_WHAT IS EXPECTED_: State how many lines in the items below contain the string "light". Reply with the number alone.

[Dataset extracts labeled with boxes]

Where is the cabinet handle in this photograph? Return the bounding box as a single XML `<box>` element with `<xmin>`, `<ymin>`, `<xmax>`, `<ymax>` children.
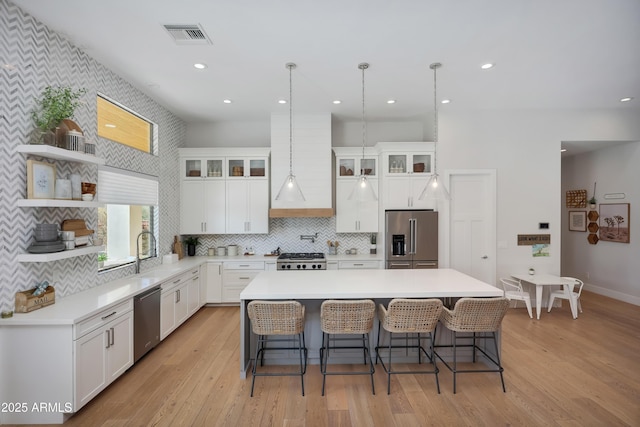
<box><xmin>101</xmin><ymin>311</ymin><xmax>116</xmax><ymax>320</ymax></box>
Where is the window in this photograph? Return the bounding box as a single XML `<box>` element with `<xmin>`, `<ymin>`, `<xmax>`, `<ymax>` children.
<box><xmin>97</xmin><ymin>166</ymin><xmax>158</xmax><ymax>270</ymax></box>
<box><xmin>97</xmin><ymin>94</ymin><xmax>156</xmax><ymax>153</ymax></box>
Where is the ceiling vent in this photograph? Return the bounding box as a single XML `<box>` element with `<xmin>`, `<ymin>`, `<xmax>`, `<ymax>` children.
<box><xmin>163</xmin><ymin>25</ymin><xmax>211</xmax><ymax>44</ymax></box>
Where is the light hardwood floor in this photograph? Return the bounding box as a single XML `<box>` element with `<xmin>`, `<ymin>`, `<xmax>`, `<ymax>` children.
<box><xmin>51</xmin><ymin>292</ymin><xmax>640</xmax><ymax>427</ymax></box>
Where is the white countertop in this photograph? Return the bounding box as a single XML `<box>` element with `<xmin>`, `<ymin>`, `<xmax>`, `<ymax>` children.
<box><xmin>0</xmin><ymin>257</ymin><xmax>203</xmax><ymax>326</ymax></box>
<box><xmin>0</xmin><ymin>254</ymin><xmax>381</xmax><ymax>326</ymax></box>
<box><xmin>240</xmin><ymin>268</ymin><xmax>503</xmax><ymax>300</ymax></box>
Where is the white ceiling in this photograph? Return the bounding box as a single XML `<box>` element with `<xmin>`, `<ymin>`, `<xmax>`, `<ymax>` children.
<box><xmin>12</xmin><ymin>0</ymin><xmax>640</xmax><ymax>127</ymax></box>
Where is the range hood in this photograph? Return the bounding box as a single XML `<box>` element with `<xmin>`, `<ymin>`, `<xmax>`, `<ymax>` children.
<box><xmin>269</xmin><ymin>113</ymin><xmax>335</xmax><ymax>218</ymax></box>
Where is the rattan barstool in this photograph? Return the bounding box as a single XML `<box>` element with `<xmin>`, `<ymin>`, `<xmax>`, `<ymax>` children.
<box><xmin>247</xmin><ymin>300</ymin><xmax>307</xmax><ymax>397</ymax></box>
<box><xmin>320</xmin><ymin>300</ymin><xmax>376</xmax><ymax>396</ymax></box>
<box><xmin>436</xmin><ymin>297</ymin><xmax>509</xmax><ymax>394</ymax></box>
<box><xmin>376</xmin><ymin>298</ymin><xmax>442</xmax><ymax>394</ymax></box>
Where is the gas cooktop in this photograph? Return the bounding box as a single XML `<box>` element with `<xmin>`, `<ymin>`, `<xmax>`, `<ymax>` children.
<box><xmin>276</xmin><ymin>252</ymin><xmax>327</xmax><ymax>271</ymax></box>
<box><xmin>278</xmin><ymin>252</ymin><xmax>324</xmax><ymax>261</ymax></box>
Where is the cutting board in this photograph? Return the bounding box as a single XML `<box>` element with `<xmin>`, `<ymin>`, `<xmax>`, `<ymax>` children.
<box><xmin>62</xmin><ymin>219</ymin><xmax>93</xmax><ymax>237</ymax></box>
<box><xmin>173</xmin><ymin>236</ymin><xmax>184</xmax><ymax>259</ymax></box>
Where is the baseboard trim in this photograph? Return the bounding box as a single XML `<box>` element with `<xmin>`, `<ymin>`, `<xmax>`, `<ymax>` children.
<box><xmin>584</xmin><ymin>283</ymin><xmax>640</xmax><ymax>306</ymax></box>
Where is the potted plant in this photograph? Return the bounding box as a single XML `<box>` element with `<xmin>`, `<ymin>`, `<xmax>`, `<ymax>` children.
<box><xmin>184</xmin><ymin>236</ymin><xmax>198</xmax><ymax>256</ymax></box>
<box><xmin>31</xmin><ymin>86</ymin><xmax>87</xmax><ymax>146</ymax></box>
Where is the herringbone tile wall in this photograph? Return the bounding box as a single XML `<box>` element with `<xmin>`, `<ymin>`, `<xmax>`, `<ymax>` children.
<box><xmin>0</xmin><ymin>0</ymin><xmax>186</xmax><ymax>308</ymax></box>
<box><xmin>0</xmin><ymin>0</ymin><xmax>369</xmax><ymax>314</ymax></box>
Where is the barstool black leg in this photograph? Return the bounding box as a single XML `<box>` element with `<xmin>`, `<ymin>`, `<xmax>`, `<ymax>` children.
<box><xmin>492</xmin><ymin>332</ymin><xmax>507</xmax><ymax>393</ymax></box>
<box><xmin>298</xmin><ymin>333</ymin><xmax>307</xmax><ymax>396</ymax></box>
<box><xmin>453</xmin><ymin>331</ymin><xmax>458</xmax><ymax>394</ymax></box>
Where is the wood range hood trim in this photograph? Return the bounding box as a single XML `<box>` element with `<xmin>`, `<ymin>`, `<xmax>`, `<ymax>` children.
<box><xmin>269</xmin><ymin>208</ymin><xmax>336</xmax><ymax>218</ymax></box>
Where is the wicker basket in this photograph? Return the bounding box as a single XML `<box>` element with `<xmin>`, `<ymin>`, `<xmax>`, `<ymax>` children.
<box><xmin>16</xmin><ymin>286</ymin><xmax>56</xmax><ymax>313</ymax></box>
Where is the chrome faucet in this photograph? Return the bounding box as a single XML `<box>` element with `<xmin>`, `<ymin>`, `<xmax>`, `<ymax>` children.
<box><xmin>136</xmin><ymin>230</ymin><xmax>158</xmax><ymax>274</ymax></box>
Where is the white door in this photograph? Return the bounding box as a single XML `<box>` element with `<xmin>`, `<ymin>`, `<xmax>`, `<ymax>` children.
<box><xmin>444</xmin><ymin>170</ymin><xmax>496</xmax><ymax>286</ymax></box>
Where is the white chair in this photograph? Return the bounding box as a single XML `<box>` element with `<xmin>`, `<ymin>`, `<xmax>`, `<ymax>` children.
<box><xmin>547</xmin><ymin>277</ymin><xmax>584</xmax><ymax>313</ymax></box>
<box><xmin>500</xmin><ymin>278</ymin><xmax>533</xmax><ymax>319</ymax></box>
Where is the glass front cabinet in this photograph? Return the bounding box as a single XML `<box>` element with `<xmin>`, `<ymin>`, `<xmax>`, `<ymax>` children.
<box><xmin>181</xmin><ymin>157</ymin><xmax>225</xmax><ymax>179</ymax></box>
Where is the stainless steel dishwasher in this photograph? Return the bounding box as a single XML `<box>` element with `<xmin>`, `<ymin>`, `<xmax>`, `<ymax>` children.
<box><xmin>133</xmin><ymin>287</ymin><xmax>162</xmax><ymax>363</ymax></box>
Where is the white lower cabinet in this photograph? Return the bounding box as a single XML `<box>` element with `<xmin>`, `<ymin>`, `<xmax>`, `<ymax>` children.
<box><xmin>74</xmin><ymin>300</ymin><xmax>133</xmax><ymax>411</ymax></box>
<box><xmin>160</xmin><ymin>267</ymin><xmax>200</xmax><ymax>340</ymax></box>
<box><xmin>222</xmin><ymin>261</ymin><xmax>264</xmax><ymax>303</ymax></box>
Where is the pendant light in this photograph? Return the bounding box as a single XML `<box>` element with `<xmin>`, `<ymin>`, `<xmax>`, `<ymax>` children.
<box><xmin>276</xmin><ymin>62</ymin><xmax>305</xmax><ymax>202</ymax></box>
<box><xmin>347</xmin><ymin>62</ymin><xmax>378</xmax><ymax>202</ymax></box>
<box><xmin>419</xmin><ymin>62</ymin><xmax>451</xmax><ymax>200</ymax></box>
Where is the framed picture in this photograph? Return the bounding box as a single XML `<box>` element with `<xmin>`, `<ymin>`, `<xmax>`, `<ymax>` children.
<box><xmin>599</xmin><ymin>203</ymin><xmax>631</xmax><ymax>243</ymax></box>
<box><xmin>569</xmin><ymin>211</ymin><xmax>587</xmax><ymax>231</ymax></box>
<box><xmin>566</xmin><ymin>190</ymin><xmax>587</xmax><ymax>208</ymax></box>
<box><xmin>27</xmin><ymin>159</ymin><xmax>56</xmax><ymax>199</ymax></box>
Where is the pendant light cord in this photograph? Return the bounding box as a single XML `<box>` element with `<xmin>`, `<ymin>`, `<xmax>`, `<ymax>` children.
<box><xmin>430</xmin><ymin>62</ymin><xmax>442</xmax><ymax>174</ymax></box>
<box><xmin>358</xmin><ymin>62</ymin><xmax>369</xmax><ymax>169</ymax></box>
<box><xmin>287</xmin><ymin>63</ymin><xmax>296</xmax><ymax>176</ymax></box>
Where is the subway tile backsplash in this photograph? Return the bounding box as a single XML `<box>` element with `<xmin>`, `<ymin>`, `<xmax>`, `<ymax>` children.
<box><xmin>188</xmin><ymin>217</ymin><xmax>371</xmax><ymax>255</ymax></box>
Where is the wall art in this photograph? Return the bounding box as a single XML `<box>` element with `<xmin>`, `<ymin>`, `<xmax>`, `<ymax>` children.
<box><xmin>599</xmin><ymin>203</ymin><xmax>631</xmax><ymax>243</ymax></box>
<box><xmin>566</xmin><ymin>190</ymin><xmax>587</xmax><ymax>208</ymax></box>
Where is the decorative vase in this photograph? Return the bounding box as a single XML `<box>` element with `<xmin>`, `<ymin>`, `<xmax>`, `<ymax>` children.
<box><xmin>31</xmin><ymin>129</ymin><xmax>56</xmax><ymax>147</ymax></box>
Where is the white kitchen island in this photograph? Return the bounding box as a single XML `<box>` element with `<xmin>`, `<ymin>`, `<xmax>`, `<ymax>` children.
<box><xmin>240</xmin><ymin>268</ymin><xmax>503</xmax><ymax>378</ymax></box>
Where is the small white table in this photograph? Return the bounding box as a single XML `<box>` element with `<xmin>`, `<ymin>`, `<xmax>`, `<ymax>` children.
<box><xmin>511</xmin><ymin>274</ymin><xmax>578</xmax><ymax>319</ymax></box>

_REPLY_: 3